Brief
Decide whether each statement below agrees with the Hong Kong museum text, answering yes or no and quoting the deciding words of that text: (a) The museum first opened in 2014. (b) Most of the museum's visitors come from mainland China. (c) The landlords claim the museum breaches the building's zoning regulations.

Document text

----------------

The organizers of a Hong Kong museum commemorating the 1989 student-led democracy movement in China, and the military crackdown on unarmed civilians that ended weeks of protest on the night of June 3, say it is being forced to close amid growing political pressure.

 

Located in an 800-square-foot (74-square-meter) office space in Kowloon, the June 4 Memorial Museum has drawn more than 20,000 visitors since it first opened in 2014, marking the 25th anniversary of the massacre, which Beijing has styled a “counterrevolutionary rebellion.”

 

Around half of its visitors come from mainland China, which has erased references to the bloodshed from official accounts and bans public debate or memorials for victims.

 

Now, the museum is being forced out of its current premises following a lengthy legal dispute with the building’s landlords, which the organizers believe is politically motivated.

 

Hong Kong lawmaker and rights lawyer Albert Ho, whose Hong Kong Alliance in Support of Patriotic Democratic Movements of China runs the museum, suspects that Beijing may be behind the ongoing complaints against the museum, whose landlords say it is breaching the building’s commercial-use zoning regulations.

 

“We never expected to run into this much trouble,” Ho told RFA in recent interview. “Our opponents seem to have access to huge resources with which to pursue a legal fight.”

 

He said the museum will likely close by the end of the year, after running a series of exhibits to mark the 27th anniversary of the military crackdown in the weeks to come.

----------------

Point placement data

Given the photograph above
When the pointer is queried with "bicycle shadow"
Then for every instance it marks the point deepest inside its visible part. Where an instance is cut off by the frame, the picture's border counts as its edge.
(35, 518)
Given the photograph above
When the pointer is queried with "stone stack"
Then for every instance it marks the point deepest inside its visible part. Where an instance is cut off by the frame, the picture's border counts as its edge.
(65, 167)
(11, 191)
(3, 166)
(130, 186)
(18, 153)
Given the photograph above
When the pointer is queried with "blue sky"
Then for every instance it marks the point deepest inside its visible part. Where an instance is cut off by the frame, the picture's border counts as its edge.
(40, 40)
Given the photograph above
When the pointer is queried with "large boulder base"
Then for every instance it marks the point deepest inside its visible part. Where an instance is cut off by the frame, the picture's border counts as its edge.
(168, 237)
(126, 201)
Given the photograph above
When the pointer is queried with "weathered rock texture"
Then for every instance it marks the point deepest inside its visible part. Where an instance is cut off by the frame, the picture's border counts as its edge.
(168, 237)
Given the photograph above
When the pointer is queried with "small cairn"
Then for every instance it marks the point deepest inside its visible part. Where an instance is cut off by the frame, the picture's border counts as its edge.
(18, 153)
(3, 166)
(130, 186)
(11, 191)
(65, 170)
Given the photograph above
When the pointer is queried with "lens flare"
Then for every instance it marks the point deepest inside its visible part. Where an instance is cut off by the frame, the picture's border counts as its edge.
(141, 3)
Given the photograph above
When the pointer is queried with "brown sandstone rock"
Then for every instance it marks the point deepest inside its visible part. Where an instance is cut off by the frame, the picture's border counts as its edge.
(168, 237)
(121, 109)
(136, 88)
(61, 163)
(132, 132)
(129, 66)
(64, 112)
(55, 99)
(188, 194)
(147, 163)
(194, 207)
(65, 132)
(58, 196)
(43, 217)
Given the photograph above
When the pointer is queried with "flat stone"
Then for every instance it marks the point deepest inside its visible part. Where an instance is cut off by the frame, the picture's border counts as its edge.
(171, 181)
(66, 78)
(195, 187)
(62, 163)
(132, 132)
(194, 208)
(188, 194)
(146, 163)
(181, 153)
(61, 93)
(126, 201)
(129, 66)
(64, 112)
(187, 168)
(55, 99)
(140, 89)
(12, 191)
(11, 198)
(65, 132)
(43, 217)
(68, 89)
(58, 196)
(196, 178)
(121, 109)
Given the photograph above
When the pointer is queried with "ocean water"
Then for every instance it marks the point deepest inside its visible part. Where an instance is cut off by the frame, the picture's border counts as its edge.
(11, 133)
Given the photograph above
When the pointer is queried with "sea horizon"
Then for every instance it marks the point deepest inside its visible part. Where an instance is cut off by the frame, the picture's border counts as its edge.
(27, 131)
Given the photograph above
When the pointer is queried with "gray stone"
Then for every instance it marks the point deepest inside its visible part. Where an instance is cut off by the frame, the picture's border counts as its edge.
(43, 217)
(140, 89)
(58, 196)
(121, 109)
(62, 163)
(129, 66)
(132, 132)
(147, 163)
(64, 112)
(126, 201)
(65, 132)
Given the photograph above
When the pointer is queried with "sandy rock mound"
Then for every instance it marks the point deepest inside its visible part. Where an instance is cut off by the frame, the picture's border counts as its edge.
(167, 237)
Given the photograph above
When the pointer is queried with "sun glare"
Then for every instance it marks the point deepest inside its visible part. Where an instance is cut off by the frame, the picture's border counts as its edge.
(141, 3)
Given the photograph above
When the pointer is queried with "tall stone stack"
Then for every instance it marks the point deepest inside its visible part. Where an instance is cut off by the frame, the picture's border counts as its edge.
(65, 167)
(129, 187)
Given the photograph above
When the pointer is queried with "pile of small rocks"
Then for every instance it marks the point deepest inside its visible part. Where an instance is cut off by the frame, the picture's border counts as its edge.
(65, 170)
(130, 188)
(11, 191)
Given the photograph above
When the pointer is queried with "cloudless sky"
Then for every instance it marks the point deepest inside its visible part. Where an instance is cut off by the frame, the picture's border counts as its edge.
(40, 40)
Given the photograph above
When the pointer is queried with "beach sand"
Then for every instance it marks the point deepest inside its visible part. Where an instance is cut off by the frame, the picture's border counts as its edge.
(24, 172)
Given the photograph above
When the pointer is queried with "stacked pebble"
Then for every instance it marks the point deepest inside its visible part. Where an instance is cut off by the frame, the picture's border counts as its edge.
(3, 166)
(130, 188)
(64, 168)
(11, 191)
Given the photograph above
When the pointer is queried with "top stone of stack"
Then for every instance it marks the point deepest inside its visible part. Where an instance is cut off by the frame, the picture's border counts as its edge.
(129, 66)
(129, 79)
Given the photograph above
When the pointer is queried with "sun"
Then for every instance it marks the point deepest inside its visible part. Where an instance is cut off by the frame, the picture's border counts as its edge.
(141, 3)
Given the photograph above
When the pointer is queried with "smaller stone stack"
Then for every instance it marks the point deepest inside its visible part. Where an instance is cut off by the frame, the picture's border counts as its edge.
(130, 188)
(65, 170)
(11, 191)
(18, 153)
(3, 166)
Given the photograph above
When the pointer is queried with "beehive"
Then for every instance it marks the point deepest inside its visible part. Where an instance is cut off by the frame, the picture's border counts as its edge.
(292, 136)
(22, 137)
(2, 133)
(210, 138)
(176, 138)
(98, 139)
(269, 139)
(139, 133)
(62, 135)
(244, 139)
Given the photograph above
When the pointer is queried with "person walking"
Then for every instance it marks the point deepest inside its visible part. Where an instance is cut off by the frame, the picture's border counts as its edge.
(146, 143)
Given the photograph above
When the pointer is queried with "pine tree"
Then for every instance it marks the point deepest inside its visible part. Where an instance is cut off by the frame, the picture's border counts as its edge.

----------------

Output of the exercise
(a) Yes: "since it first opened in 2014"
(b) No: "Around half of its visitors come from mainland China"
(c) Yes: "whose landlords say it is breaching the building’s commercial-use zoning regulations"